- Given text -
-=-=-
Sunday, October 05, 2008

Can A Product Work Just Because It's Expensive?

"brands can not only reflect who we are but also affect how we behave." That comes from today's "consumed" column in the New York Times titled Subconscious Warm-Up. It discusses whether or not wearing an expensive warmup parka like the one Michael Phelps wears will make you swim faster.

This reminds me of research done by economist Dan Ariely. He recently won an "Ig Nobel" prize for "demonstrating that expensive fake medicine is more effective than cheap fake medicine." That is from 2008 Ig Nobel Prizes honor research on stripper fertility and Coca-Cola as spermicide. Here is more on Ariely's research from "Solved: scientific riddles of flea hops, armadillo digs and lap dancers' tips:

"The Ig Nobel prize for medicine was awarded to Dan Ariely at Duke University in North Carolina for a landmark study proving that costly placebos are more effective than cheap ones. Ariely's team told volunteers they were being given a new kind of painkiller, with some receiving an expensive one and others a much cheaper version.

Even though all of them received the same sugar pills, those who thought their pills were more expensive reported less pain when they were given small electric shocks.

"This is the proudest day of my life," said Ariely. "The Ig Nobels are humorous, but the work often examines things in real life, like why buttered toast is more likely to land face down."
-=-=-
[Image point grounding data]
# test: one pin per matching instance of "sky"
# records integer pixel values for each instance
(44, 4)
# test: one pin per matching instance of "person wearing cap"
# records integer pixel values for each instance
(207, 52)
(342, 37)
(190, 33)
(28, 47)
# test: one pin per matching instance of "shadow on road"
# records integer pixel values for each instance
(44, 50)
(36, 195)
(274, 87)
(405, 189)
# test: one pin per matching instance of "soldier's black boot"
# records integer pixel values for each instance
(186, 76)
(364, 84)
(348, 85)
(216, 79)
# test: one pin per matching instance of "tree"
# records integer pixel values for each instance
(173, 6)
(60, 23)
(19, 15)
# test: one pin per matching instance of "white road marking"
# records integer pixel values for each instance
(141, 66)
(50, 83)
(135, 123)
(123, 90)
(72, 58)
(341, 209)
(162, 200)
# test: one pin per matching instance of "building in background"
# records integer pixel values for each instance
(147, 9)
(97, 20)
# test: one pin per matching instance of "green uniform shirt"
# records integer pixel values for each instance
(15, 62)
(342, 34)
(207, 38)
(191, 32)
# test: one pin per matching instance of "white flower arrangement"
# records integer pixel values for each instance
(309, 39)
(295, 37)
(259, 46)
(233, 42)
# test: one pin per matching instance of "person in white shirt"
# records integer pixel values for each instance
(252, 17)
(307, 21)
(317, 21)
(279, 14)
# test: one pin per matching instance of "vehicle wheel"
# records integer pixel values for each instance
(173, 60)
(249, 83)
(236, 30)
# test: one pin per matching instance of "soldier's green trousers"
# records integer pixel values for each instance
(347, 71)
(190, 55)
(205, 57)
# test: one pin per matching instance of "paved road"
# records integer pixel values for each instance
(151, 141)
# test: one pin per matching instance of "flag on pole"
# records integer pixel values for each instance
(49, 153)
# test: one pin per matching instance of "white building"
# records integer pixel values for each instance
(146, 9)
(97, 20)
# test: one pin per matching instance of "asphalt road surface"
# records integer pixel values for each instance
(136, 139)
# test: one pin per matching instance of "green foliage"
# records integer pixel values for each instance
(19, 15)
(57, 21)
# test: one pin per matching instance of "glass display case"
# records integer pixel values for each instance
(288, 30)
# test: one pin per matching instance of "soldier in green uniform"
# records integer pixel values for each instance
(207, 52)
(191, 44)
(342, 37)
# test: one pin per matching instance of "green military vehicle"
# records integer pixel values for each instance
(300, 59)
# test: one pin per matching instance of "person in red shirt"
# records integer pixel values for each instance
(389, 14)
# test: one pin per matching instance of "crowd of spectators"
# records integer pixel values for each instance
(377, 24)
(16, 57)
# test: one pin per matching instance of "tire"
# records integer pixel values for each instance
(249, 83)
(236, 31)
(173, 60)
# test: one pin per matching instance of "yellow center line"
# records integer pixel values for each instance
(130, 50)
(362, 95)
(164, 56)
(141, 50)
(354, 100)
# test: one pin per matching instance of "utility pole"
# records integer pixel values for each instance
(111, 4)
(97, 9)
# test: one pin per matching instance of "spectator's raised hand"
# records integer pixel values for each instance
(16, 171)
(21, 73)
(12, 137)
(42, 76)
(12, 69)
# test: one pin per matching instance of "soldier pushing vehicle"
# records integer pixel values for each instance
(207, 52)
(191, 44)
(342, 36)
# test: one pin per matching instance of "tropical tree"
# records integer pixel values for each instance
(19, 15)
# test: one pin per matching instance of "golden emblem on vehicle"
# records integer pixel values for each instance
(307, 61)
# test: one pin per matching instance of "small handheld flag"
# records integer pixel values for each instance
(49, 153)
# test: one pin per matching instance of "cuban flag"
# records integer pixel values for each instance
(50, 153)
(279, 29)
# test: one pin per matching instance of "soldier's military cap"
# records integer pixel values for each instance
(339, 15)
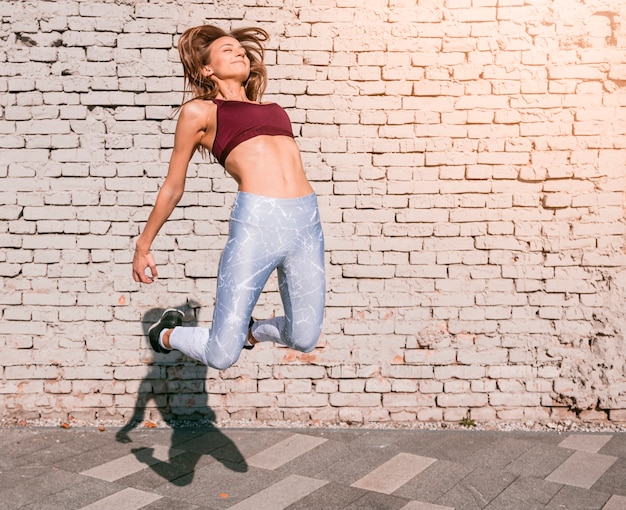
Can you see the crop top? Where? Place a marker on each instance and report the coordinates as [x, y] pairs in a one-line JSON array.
[[238, 121]]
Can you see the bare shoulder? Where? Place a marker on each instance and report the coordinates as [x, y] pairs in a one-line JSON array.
[[198, 112]]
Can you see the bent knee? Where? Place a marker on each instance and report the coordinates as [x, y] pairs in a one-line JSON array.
[[307, 341], [222, 362]]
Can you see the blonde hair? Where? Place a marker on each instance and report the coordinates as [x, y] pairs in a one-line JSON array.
[[193, 47]]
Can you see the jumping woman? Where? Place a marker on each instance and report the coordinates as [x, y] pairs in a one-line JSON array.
[[274, 222]]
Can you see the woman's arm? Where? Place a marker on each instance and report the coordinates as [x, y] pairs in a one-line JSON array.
[[190, 127]]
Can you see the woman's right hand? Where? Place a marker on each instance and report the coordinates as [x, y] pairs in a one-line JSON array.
[[141, 261]]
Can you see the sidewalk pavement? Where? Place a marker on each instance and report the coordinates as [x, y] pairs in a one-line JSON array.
[[309, 469]]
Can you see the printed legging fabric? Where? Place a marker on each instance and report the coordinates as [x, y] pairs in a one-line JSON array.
[[264, 234]]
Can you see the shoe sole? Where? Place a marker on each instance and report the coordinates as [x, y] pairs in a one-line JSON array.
[[156, 346]]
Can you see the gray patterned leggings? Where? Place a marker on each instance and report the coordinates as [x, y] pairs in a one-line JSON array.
[[264, 234]]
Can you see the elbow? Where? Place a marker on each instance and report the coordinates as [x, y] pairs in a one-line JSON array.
[[172, 193]]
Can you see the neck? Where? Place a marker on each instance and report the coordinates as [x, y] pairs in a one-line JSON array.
[[232, 91]]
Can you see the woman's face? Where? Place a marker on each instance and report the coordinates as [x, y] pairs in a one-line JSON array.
[[228, 59]]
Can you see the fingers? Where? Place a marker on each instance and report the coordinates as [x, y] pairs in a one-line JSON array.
[[140, 264]]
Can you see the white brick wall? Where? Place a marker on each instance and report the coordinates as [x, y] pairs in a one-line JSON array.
[[470, 162]]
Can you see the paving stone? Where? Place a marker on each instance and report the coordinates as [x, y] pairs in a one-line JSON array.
[[394, 473], [585, 442], [317, 460], [285, 451], [432, 483], [419, 505], [539, 461], [217, 486], [38, 488], [525, 493], [575, 498], [206, 469], [478, 489], [282, 494], [582, 469], [613, 481], [330, 496], [75, 496], [616, 447], [377, 501], [615, 503], [128, 499], [129, 464], [500, 453]]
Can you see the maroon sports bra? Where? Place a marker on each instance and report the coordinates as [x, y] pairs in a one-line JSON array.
[[238, 121]]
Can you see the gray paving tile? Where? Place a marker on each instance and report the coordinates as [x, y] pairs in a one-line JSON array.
[[357, 463], [315, 461], [169, 504], [179, 470], [330, 496], [37, 488], [582, 469], [40, 469], [458, 446], [499, 453], [282, 494], [13, 476], [434, 482], [128, 499], [420, 505], [75, 496], [539, 461], [525, 493], [132, 463], [575, 498], [377, 501], [613, 481], [586, 442], [394, 473], [245, 444], [616, 447], [285, 451], [615, 503], [216, 486], [478, 489]]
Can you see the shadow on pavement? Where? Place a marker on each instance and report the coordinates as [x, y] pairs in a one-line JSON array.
[[178, 391]]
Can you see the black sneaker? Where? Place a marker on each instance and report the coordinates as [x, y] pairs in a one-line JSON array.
[[250, 346], [170, 319]]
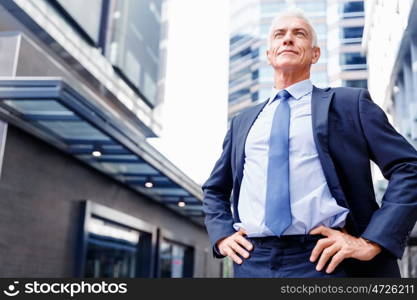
-=-=-
- Apply what you read -
1. Copy from the blog post about expensive products everything from "Can A Product" down to "you swim faster.".
2. Write what comes next in the blog post about whether expensive products work better, picking up after its final sentence.

- Answers by item number -
1.
Can A Product Work Just Because It's Expensive?

"brands can not only reflect who we are but also affect how we behave." That comes from today's "consumed" column in the New York Times titled Subconscious Warm-Up. It discusses whether or not wearing an expensive warmup parka like the one Michael Phelps wears will make you swim faster.

2.
Ariely said his work has serious implications for the medical industry, because many patients are told they can only have cheaper drugs, or have inexpensive-looking medication, which could undermine how effective the drugs are. While the active ingredients of the drug will help treat symptoms, often they work in tandem with the placebo effect, which triggers the body's own healing mechanisms."

3 comments:

Cliff Perez said...

I actually read this in the paper last week and had a good laugh. I guess this means people will be exchanging their current contraceptives for Coca-Cola. This placebo effect is part of the reason why I don't go see the doctor when I'm sick (not terminally). Most people go to the doctor for peace of mind when they have a cold. The turnover time of getting better is not necessarily effected just because you went to see the doctor. Sometimes you can get better in the same amount of time without the visit and prescriptions. The moral of the story is that Coca-Cola has found another use other than it's contribution to diabetes and obesity.

Cyril Morong said...

Right. Besides, when I get sick I just put on my simming parka and I feel all better.

Mis proyectos académicos said...

In this blog I expose something similar, though my idea is less brilliant than Dan Ariely's approaches. The Spanish university is very bad, I am sorry.